• [Task directions]: Could you rewrite every line, starting with the line containing "Query: Where is the billowing ash" and going on through the end of the records, shifting each bounding-box coordinate in the answers up by 134 and leaving everything else unchanged? Leave the pictures out.

══════════════════════════════

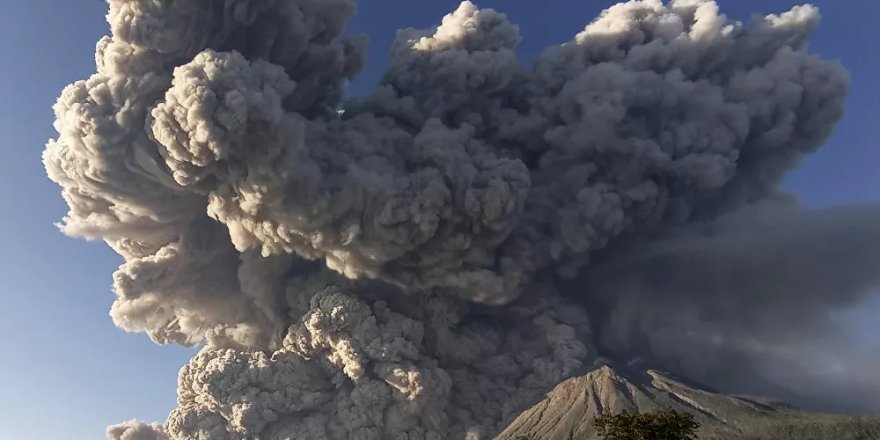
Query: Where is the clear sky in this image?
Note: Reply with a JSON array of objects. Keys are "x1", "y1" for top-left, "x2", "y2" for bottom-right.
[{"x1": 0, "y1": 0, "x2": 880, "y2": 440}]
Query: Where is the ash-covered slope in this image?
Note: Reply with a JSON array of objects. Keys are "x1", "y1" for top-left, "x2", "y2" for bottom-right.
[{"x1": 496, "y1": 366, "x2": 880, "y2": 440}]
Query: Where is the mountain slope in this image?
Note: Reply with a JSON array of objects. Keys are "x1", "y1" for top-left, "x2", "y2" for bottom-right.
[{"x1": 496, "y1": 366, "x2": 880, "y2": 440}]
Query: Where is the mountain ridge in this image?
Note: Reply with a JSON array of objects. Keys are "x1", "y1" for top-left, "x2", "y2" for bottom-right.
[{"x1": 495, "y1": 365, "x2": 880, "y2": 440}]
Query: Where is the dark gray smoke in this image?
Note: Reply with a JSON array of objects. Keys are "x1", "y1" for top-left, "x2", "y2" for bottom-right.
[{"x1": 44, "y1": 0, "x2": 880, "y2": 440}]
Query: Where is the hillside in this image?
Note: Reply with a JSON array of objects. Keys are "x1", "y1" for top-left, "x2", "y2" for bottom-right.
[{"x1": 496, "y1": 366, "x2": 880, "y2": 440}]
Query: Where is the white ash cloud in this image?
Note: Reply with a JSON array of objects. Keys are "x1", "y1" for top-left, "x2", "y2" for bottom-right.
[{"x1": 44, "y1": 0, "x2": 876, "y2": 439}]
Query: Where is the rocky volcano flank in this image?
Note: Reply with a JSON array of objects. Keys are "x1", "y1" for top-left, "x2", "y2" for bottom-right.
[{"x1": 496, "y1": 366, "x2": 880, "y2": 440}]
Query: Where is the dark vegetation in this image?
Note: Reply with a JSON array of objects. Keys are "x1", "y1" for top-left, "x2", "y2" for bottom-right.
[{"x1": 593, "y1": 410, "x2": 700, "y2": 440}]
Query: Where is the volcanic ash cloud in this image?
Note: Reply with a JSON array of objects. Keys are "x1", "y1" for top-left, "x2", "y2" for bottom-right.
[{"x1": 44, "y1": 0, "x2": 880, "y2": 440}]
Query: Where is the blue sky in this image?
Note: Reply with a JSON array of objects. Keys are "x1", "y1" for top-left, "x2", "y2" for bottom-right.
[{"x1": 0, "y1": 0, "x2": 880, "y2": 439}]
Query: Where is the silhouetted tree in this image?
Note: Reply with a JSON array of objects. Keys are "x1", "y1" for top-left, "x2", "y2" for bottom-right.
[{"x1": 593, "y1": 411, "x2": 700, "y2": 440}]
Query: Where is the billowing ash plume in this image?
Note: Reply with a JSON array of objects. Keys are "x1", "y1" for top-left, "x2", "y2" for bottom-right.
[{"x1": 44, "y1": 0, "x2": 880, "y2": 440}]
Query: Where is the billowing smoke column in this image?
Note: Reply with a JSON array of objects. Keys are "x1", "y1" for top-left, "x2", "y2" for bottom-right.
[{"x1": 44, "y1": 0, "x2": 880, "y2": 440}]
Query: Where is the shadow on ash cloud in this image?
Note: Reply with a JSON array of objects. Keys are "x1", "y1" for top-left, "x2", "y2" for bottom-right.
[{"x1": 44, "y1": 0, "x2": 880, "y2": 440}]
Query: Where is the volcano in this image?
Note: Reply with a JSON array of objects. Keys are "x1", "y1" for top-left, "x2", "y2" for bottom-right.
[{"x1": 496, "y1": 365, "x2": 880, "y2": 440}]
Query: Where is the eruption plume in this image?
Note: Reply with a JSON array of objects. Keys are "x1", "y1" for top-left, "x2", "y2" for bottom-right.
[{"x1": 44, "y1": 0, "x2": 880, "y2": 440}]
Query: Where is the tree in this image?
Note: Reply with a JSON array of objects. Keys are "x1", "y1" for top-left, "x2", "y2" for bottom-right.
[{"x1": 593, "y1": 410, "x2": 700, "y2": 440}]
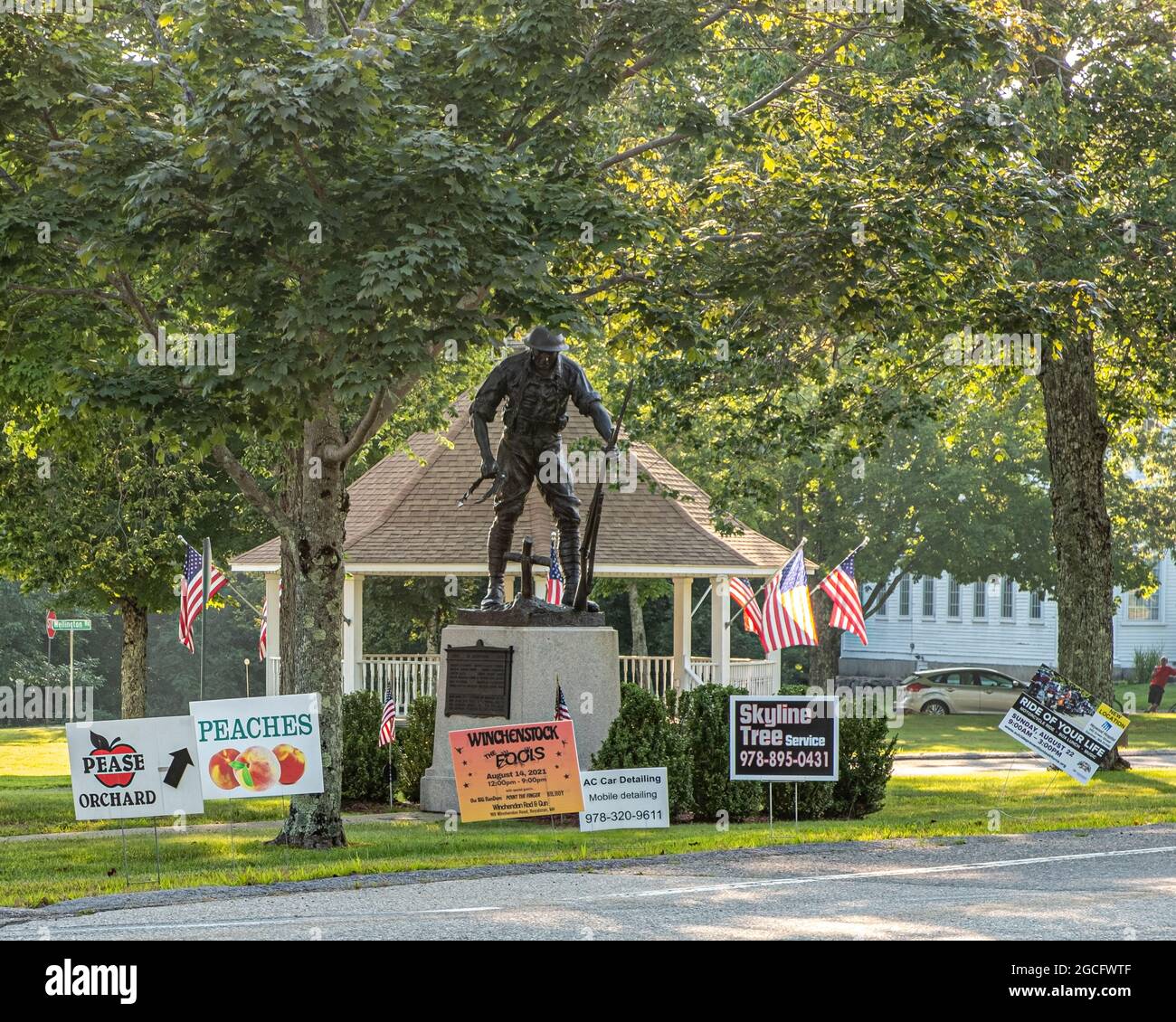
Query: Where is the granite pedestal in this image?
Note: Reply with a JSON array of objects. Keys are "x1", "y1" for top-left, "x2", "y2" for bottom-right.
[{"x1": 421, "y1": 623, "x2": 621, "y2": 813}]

══════════════════════════════

• [The result]:
Query: Where is the billowing ash plume in this image?
Note: Reply with a JSON array of objects. Keys are "x1", "y1" for top-left, "x2", "y2" for bottom-right.
[{"x1": 178, "y1": 134, "x2": 1014, "y2": 574}]
Query: Where is the billowing smoke column in this image?
Note: Reply with a JSON array of objects. Keys are "x1", "y1" for top-left, "x2", "y2" for bottom-right.
[{"x1": 178, "y1": 134, "x2": 1014, "y2": 574}]
Query: Where is the shadow on ash cloud in this image?
Note: Reply with a JSON array of objects. Keys are "x1", "y1" for top-left, "x2", "y2" for bottom-right.
[{"x1": 178, "y1": 134, "x2": 1014, "y2": 574}]
Query: Where is the volcano in this image?
Note: Reply with a JSON array of objects. Keys are "x1", "y1" for top-left, "x2", "y2" for bottom-right.
[{"x1": 630, "y1": 499, "x2": 1014, "y2": 574}]
Query: Where is the eruption plume in this image?
Note: Reply with a JSON array of objects. Keys are "x1", "y1" for top-left, "x2", "y2" for bottom-right.
[{"x1": 178, "y1": 134, "x2": 1014, "y2": 574}]
Query: Where is the tree in this image?
Note: Reply with a JSON array of objects. Keys are "x1", "y1" for top-left, "x2", "y2" for bottom-right.
[{"x1": 727, "y1": 544, "x2": 834, "y2": 574}]
Query: Where is the granite pedestal in this image?
Note: Reply with a JSON array of objects. Keys are "x1", "y1" for top-left, "x2", "y2" for bottom-right.
[{"x1": 555, "y1": 757, "x2": 755, "y2": 947}]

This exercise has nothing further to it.